"""

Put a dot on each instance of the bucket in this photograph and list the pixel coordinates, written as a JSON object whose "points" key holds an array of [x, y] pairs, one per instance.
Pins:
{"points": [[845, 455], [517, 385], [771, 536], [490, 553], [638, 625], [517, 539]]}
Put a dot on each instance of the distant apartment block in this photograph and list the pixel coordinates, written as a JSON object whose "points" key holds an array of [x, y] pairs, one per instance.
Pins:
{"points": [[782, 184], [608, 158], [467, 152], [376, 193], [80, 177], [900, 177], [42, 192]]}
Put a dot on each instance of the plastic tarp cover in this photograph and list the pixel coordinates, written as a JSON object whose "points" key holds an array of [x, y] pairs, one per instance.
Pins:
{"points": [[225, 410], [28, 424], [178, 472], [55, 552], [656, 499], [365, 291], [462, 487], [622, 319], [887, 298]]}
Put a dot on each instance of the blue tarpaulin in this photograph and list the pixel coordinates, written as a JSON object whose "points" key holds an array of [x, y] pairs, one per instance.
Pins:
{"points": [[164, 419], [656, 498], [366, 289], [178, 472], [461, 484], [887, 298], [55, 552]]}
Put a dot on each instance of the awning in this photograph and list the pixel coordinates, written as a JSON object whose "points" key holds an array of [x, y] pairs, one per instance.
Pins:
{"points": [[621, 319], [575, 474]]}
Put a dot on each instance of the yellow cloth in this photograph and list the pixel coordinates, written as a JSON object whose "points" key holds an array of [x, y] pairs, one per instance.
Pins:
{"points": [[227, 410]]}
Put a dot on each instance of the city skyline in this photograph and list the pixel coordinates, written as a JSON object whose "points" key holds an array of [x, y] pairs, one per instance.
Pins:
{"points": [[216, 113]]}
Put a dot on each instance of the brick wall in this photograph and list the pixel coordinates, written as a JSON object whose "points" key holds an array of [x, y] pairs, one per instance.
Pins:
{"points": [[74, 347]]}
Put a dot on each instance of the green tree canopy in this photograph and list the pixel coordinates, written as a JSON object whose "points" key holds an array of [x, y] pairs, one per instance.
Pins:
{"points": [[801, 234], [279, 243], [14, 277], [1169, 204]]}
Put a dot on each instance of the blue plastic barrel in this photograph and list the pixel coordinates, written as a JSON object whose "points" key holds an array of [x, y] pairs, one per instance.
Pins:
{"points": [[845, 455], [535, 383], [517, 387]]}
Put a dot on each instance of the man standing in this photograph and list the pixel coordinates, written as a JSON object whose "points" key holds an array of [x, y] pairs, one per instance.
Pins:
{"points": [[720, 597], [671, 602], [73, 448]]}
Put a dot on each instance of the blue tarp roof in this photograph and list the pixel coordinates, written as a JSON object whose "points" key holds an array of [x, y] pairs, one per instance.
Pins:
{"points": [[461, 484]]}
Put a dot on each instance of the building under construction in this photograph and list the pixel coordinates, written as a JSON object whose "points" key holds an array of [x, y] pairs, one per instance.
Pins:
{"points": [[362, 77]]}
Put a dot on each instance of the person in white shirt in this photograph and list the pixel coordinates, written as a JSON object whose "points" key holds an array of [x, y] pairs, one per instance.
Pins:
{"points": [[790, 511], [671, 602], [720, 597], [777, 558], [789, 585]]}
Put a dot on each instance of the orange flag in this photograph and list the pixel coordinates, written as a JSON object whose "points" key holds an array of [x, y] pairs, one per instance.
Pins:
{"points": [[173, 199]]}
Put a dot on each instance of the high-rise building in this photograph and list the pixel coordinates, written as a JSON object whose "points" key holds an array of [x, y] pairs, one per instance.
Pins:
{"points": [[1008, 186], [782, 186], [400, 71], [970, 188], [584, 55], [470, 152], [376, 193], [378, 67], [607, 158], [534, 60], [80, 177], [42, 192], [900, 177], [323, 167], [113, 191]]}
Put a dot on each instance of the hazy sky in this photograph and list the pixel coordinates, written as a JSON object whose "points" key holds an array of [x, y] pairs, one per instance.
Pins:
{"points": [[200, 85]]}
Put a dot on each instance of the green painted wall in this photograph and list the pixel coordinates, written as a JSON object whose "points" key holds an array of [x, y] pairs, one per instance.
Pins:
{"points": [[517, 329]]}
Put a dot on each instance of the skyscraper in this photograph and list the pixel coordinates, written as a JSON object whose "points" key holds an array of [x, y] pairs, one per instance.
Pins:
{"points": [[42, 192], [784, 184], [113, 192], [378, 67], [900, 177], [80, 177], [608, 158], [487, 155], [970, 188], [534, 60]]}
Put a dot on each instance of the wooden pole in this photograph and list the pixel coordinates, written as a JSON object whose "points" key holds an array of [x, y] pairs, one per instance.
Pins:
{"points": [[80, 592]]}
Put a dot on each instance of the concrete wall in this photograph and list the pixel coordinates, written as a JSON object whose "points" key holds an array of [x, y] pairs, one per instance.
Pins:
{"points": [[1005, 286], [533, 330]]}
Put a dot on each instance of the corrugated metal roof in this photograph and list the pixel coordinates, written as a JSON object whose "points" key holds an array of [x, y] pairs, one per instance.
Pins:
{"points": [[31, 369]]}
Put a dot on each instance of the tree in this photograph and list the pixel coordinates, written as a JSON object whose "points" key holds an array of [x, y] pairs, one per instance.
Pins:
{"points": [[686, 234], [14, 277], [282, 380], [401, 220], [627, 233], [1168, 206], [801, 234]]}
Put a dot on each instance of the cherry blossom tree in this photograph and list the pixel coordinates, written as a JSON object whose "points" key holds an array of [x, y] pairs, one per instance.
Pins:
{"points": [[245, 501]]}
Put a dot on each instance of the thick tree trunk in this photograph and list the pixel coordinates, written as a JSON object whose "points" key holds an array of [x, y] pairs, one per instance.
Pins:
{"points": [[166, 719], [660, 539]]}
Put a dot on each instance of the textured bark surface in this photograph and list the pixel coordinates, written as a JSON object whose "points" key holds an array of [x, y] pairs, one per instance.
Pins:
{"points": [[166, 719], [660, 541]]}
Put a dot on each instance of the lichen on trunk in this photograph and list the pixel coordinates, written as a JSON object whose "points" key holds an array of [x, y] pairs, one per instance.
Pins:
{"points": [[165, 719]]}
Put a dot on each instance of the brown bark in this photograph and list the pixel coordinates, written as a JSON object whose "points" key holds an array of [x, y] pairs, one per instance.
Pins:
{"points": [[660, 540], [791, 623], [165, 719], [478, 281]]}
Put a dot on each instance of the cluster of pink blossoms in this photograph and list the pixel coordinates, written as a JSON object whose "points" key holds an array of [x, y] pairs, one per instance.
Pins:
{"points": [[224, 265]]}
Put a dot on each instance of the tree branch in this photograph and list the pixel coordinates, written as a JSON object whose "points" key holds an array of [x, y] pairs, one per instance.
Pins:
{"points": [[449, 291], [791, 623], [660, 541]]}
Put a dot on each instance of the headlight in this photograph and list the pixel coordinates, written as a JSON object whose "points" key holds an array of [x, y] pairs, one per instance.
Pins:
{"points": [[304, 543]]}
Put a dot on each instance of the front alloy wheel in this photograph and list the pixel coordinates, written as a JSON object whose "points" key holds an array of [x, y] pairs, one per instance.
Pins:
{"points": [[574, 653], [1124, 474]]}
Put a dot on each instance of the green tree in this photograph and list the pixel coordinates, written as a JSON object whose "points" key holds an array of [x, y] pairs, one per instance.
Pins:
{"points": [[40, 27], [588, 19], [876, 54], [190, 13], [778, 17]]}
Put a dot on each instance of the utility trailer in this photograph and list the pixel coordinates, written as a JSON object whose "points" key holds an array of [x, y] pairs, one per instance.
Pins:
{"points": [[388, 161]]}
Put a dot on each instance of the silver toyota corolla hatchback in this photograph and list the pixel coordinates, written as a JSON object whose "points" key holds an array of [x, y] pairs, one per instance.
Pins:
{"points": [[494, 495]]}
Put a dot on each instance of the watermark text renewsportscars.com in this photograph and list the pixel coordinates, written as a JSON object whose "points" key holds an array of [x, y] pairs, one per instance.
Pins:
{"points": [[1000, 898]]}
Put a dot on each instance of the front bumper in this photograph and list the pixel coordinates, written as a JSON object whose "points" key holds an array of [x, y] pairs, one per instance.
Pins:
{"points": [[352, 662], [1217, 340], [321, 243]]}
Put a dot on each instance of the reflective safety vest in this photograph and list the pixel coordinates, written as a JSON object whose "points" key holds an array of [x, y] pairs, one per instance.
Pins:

"""

_Problem description_
Set down only these lines, exactly: the line containing "Put a dot on each instance of the watermark" and each line after it, through the end of the listing.

_Solution_
Put a dot on each instance of the watermark text renewsportscars.com in this photograph and list the pixel coordinates, written as a JSON object whose "points" key holds an array of [x, y] pairs, one per instance.
Pins:
{"points": [[1000, 898]]}
Put a dot on each instance of the front bumper in this photograph and list the pixel coordinates, written as a JSON object whose "points" key holds an array of [x, y] pairs, one per instance.
Pins:
{"points": [[352, 662], [1217, 340], [321, 243]]}
Put a dot on each instance of the reflective safety vest in this photograph and list the pixel coordinates, written as a JSON object whose "points" key holds an array of [x, y] pairs, one per instance.
Pins:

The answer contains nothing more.